▶ **TEXTAUSZUG**
________________________
Das Logo der BBAG: Schwarz-Weißer Fußball mit Rollstuhlfahrer*in-Symbol und darunter ein BBAG-Schriftzug in Orange.

Die von der DFL eingesetzte Taskforce Zukunft Profifußball hat ihren zusammenfassenden Ergebnisbericht der Taskforce vorgestellt. In der Taskforce diskutierten 37 Expert*innen aus Sport, Gesellschaft, Wissenschaft, Politik und Wirtschaft mehrere Ansätze zur zukunftsfähigen Entwicklung des Profifußballs in Deutschland. Dabei wurde auch über Themen gesprochen, die Auswirkungen für die Mitglieder der BBAG haben.

Viel Licht bei Nachhaltigkeit & Fandialog

Vor allem im Themenkomplex „Nachhaltigkeit im deutschen Profifußball“ hat die Taskforce einige konstruktive Handlungsempfehlungen veröffentlicht, um die ökonomische, ökologische und soziale Verantwortung des Verbands und der Clubs noch stärker in den Fokus zu rücken. Von den unterbreiteten Verbesserungsvorschlägen zur Intensivierung des Fandialogs profitieren auch die Mitglieder der Bundesbehindertenfanarbeitsgemeinschaft (BBAG). Die Gründung einer DFL-Kommission zum Thema Fandialog kann von Seiten der BBAG nur unterstützt werden.

Licht & Schatten bei Inklusion & Vielfalt

Als BBAG begrüßen wir den konstruktiven Austausch, von dem die Arbeitsgruppen der DFL-Taskforce Zukunft Profifußball ganz offenkundig geprägt waren. Beim Blick ins Jahr 2030 „wirkt der Profifußball nach innen und nach außen als Vorbild für eine inklusive Gesellschaft“ ist dabei eine formulierte Zukunftsvision, der wir uns nur vollumfänglich anschließen können. Auch der kurzfristigeren Handlungsempfehlung für ein „klares Eintreten für Werte wie Inklusion, Antirassismus und Diversität“ pflichten wir selbstverständlich bei.
________________________
▶ **ANGEZEIGTE DATEN**
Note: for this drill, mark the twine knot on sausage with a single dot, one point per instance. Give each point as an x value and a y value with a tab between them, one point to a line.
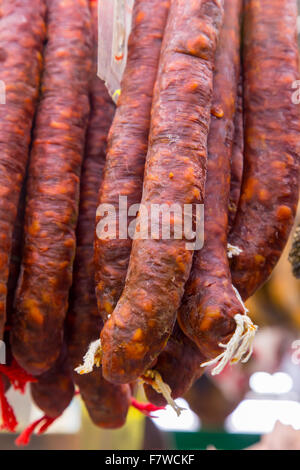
________________________
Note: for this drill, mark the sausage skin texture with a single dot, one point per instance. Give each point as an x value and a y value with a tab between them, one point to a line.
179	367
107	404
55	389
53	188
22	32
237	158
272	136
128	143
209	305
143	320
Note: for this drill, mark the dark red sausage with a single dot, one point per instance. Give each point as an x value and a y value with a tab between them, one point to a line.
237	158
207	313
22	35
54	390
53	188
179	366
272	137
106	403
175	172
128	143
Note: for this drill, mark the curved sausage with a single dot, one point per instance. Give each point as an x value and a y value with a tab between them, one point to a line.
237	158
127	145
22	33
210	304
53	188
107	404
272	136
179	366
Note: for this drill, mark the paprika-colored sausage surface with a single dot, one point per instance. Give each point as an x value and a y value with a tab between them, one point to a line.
________________________
▶ **ARBEITSANWEISUNG**
Schreibe den Textauszug über die DFL-Taskforce von „Licht & Schatten“ bis „wir selbstverständlich bei.“ ab und ersetze dabei „Zukunftsvision“ durch „Zielvorstellung“.

▶ **RICHTIGE LÖSUNG**
Licht & Schatten bei Inklusion & Vielfalt

Als BBAG begrüßen wir den konstruktiven Austausch, von dem die Arbeitsgruppen der DFL-Taskforce Zukunft Profifußball ganz offenkundig geprägt waren. Beim Blick ins Jahr 2030 „wirkt der Profifußball nach innen und nach außen als Vorbild für eine inklusive Gesellschaft“ ist dabei eine formulierte Zielvorstellung, der wir uns nur vollumfänglich anschließen können. Auch der kurzfristigeren Handlungsempfehlung für ein „klares Eintreten für Werte wie Inklusion, Antirassismus und Diversität“ pflichten wir selbstverständlich bei.